- _EXERCISE DESCRIPTION_:
From the line containing "Class: carport support post" to the end of the records below, output each line exactly; include both ends and nothing else.

Data items
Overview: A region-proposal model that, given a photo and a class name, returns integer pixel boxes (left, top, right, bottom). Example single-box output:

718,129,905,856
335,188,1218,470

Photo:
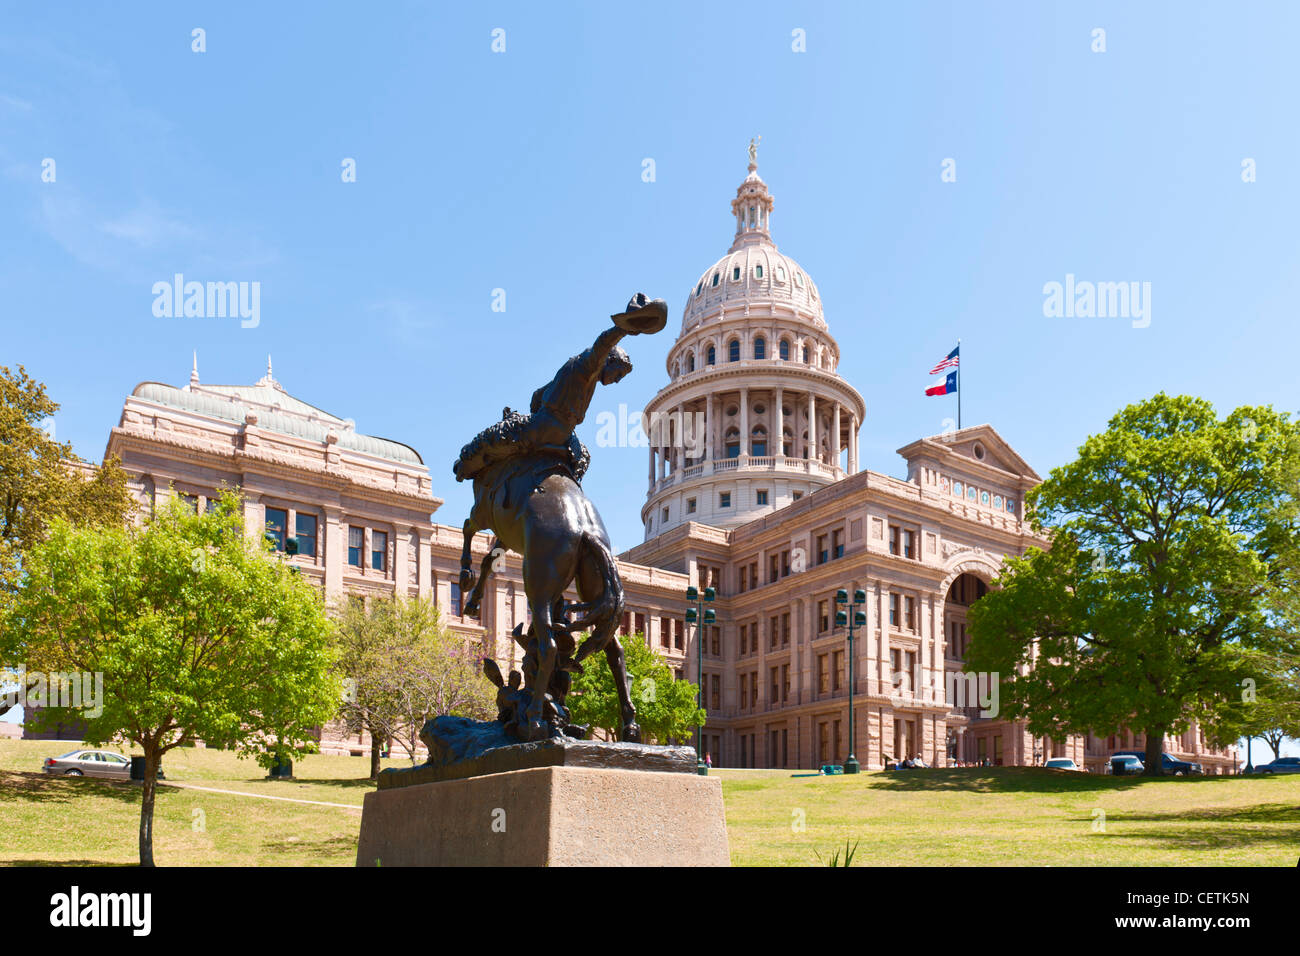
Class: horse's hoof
621,723,642,744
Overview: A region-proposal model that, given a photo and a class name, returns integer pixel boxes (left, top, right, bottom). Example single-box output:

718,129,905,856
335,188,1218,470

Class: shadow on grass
0,770,166,806
1,858,133,867
260,835,357,855
1072,803,1300,853
865,767,1254,794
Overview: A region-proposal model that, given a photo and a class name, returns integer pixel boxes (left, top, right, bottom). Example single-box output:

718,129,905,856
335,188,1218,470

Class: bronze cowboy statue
453,293,668,743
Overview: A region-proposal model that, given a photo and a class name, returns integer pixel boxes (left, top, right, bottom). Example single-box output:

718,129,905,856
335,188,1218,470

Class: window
781,550,790,576
695,281,703,296
889,593,899,628
754,337,766,360
449,581,462,616
732,266,741,281
782,613,790,646
818,600,829,633
905,596,916,631
706,345,716,365
727,339,740,363
903,529,915,559
802,345,810,363
710,674,721,711
817,534,828,565
662,507,669,522
769,616,779,650
751,430,767,457
776,265,787,282
832,529,844,559
779,339,790,360
686,353,695,372
371,530,388,572
264,507,287,551
888,524,900,555
295,513,318,558
687,497,696,514
817,654,828,694
769,554,779,582
719,491,731,508
711,272,719,287
792,490,802,501
347,526,363,567
832,650,843,692
178,492,199,513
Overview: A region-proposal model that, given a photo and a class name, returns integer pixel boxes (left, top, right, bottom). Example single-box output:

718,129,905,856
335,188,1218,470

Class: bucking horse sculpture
452,294,668,743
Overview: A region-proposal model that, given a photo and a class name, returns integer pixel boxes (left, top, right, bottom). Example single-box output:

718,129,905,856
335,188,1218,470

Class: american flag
928,345,959,375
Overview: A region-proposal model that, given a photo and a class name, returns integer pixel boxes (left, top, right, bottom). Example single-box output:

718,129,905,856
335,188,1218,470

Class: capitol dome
642,145,865,538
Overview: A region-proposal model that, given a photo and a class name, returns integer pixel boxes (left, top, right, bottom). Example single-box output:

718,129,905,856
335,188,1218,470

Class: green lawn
2,739,1295,866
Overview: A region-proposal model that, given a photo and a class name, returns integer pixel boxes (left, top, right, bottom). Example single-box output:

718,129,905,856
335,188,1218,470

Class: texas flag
925,370,957,396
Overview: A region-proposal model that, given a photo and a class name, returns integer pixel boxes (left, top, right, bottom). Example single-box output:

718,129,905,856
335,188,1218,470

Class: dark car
1254,757,1300,775
1110,754,1144,776
1112,750,1202,775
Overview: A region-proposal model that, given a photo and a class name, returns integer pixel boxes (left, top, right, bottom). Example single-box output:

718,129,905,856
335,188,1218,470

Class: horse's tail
573,531,624,633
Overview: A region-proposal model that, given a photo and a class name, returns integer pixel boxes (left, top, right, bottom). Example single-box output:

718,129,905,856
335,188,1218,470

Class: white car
1044,757,1081,771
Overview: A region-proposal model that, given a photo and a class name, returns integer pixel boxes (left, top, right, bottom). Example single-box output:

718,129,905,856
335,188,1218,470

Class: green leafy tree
967,394,1300,775
0,364,133,619
335,594,493,775
567,632,705,744
0,491,339,865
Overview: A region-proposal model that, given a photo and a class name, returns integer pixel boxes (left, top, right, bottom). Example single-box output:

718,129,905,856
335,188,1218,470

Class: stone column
242,494,263,546
808,393,817,463
323,506,344,599
774,387,784,458
648,436,656,487
704,393,714,471
848,414,858,474
739,387,750,459
675,402,684,468
394,527,409,596
832,402,842,472
417,528,432,599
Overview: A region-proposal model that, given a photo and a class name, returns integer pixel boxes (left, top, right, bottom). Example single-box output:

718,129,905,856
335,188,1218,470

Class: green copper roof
132,382,424,466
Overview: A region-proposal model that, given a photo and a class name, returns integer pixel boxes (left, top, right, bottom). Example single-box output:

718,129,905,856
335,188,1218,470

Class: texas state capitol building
99,152,1233,774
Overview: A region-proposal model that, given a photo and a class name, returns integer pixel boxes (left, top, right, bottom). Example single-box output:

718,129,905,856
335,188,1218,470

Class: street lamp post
685,585,716,776
834,588,867,774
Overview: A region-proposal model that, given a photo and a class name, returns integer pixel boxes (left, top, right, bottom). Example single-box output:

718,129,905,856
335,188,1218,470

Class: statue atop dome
748,135,761,168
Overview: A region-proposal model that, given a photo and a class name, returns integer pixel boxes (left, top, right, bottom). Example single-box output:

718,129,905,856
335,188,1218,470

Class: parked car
1110,754,1145,776
42,749,132,779
1112,750,1202,775
1253,756,1300,775
1044,757,1081,771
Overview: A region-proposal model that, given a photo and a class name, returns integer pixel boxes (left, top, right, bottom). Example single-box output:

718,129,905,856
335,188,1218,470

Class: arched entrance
939,557,999,767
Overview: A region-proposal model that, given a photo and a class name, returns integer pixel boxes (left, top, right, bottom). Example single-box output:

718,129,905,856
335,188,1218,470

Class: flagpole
957,337,962,430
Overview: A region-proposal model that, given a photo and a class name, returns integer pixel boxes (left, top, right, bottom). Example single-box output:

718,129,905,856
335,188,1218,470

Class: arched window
686,352,695,372
754,337,766,360
802,344,810,364
779,339,790,361
782,428,793,457
732,266,741,281
751,425,768,458
755,264,764,279
728,339,740,363
711,272,720,288
696,281,704,297
725,427,740,459
706,345,716,365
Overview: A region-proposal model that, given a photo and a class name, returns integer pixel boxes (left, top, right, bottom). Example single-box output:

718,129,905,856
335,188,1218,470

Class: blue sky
2,3,1297,754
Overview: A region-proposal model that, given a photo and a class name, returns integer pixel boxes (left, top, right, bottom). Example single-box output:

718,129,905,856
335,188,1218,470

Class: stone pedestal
356,765,729,867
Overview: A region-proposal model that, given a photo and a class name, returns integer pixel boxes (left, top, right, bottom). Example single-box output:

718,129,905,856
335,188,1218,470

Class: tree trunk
368,722,381,780
1142,727,1166,777
138,745,160,867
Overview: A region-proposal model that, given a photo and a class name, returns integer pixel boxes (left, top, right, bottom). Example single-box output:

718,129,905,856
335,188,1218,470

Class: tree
966,394,1300,776
335,594,493,774
567,632,705,744
0,364,133,612
0,491,339,865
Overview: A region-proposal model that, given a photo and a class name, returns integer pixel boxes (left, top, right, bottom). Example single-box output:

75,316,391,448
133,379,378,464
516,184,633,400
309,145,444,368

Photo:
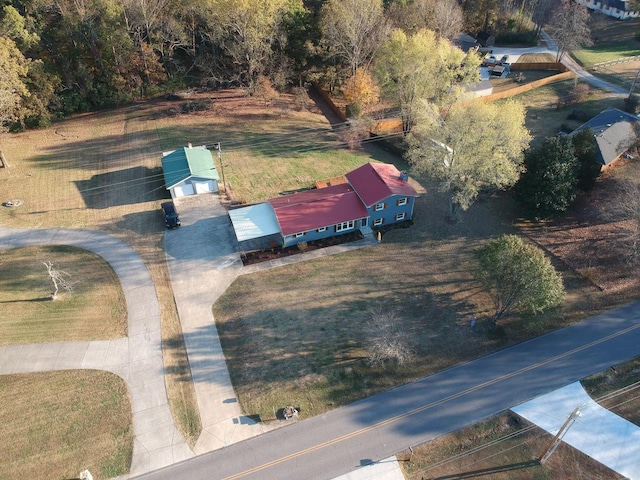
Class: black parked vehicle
161,201,181,229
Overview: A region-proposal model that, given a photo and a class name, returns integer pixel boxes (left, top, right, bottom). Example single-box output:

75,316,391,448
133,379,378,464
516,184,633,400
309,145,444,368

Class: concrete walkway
0,227,193,477
512,382,640,479
164,194,271,454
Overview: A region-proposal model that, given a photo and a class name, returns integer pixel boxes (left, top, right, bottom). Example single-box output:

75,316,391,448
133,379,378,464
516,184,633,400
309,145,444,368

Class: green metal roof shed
161,144,220,198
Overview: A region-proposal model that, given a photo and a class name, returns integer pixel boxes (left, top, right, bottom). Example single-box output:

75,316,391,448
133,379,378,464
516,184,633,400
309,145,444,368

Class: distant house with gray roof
161,144,220,198
574,0,638,19
571,107,639,166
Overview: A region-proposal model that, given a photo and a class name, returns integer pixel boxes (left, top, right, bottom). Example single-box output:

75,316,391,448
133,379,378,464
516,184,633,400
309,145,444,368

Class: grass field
572,16,640,67
507,79,623,146
0,246,126,344
0,370,132,480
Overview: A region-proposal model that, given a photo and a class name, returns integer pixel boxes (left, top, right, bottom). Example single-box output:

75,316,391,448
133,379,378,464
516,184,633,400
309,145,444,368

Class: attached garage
161,145,220,199
229,203,283,252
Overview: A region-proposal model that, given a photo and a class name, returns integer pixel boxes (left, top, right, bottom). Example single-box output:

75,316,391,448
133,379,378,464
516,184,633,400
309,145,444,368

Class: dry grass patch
0,245,126,344
398,413,620,480
0,370,133,480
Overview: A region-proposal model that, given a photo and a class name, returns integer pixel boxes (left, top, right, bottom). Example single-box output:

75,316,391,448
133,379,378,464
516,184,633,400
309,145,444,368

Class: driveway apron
164,194,273,454
0,226,193,477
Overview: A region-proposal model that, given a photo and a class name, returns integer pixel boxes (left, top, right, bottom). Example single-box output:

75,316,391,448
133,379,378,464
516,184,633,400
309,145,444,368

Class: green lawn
506,79,623,147
573,40,640,68
0,245,127,344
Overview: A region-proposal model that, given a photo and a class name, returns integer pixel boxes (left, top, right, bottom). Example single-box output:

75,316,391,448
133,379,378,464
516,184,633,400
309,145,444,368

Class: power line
410,380,640,478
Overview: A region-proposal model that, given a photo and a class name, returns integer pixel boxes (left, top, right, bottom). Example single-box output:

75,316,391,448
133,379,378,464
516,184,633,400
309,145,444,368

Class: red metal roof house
230,162,419,250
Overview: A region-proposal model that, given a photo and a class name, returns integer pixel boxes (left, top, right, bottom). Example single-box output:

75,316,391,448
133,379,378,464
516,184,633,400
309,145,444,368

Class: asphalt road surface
136,301,640,480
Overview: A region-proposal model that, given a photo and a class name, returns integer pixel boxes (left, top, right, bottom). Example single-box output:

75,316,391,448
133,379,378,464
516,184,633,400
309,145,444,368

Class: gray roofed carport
228,203,282,252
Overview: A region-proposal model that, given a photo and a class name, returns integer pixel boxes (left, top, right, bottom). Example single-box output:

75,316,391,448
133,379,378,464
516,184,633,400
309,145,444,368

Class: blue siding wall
368,195,415,228
282,219,363,247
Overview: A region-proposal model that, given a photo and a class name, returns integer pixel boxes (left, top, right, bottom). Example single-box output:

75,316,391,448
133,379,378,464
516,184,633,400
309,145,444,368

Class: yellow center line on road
223,320,640,480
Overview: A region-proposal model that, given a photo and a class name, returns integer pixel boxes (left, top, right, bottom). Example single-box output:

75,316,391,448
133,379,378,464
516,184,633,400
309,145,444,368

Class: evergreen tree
515,136,579,218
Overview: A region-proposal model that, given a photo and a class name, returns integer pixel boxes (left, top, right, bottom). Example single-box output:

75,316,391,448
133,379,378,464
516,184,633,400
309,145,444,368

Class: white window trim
395,212,406,221
373,218,384,226
335,220,355,232
397,197,407,206
374,202,385,211
317,227,327,233
294,232,305,238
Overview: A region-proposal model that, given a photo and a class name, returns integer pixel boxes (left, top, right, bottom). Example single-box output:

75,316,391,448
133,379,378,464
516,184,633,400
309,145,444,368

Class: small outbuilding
161,144,220,198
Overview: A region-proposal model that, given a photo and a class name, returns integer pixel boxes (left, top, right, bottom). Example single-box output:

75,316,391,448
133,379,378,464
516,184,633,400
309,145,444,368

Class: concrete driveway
164,194,274,454
0,226,193,477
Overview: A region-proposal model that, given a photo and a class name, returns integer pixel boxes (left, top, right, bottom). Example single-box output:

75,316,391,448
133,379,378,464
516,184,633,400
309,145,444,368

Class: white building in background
574,0,639,19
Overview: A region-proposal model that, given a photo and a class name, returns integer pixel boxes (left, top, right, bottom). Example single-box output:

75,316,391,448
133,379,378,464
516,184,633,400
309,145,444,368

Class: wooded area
0,0,582,131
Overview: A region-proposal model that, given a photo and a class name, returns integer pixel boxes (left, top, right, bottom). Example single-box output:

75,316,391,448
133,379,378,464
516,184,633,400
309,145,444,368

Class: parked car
161,201,181,229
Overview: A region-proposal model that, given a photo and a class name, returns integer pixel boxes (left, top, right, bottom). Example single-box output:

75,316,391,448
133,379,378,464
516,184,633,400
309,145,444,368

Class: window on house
335,220,355,232
317,227,327,233
396,197,408,206
395,213,406,221
373,218,384,227
294,232,305,238
374,202,385,211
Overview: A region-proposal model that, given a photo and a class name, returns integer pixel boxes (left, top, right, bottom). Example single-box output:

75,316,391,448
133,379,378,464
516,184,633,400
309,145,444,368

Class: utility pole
629,69,640,98
213,142,226,199
538,406,581,465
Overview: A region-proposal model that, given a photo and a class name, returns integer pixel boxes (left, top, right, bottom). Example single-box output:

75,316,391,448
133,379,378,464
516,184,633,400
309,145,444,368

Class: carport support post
214,142,227,199
538,406,581,464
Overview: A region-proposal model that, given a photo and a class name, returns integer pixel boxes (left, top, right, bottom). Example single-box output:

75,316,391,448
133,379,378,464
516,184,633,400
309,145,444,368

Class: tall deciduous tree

- _RESPONSE FOR THIS EXERCISE_:
Class: carport support post
214,142,227,199
538,406,581,464
Overview: A region-proposal model that, given a photo and a class name, returns integer pixel boxes (left, top, right, bottom). Example single-box output:

75,316,391,448
133,379,378,464
516,184,633,400
309,145,444,368

Class: tall deciduous tree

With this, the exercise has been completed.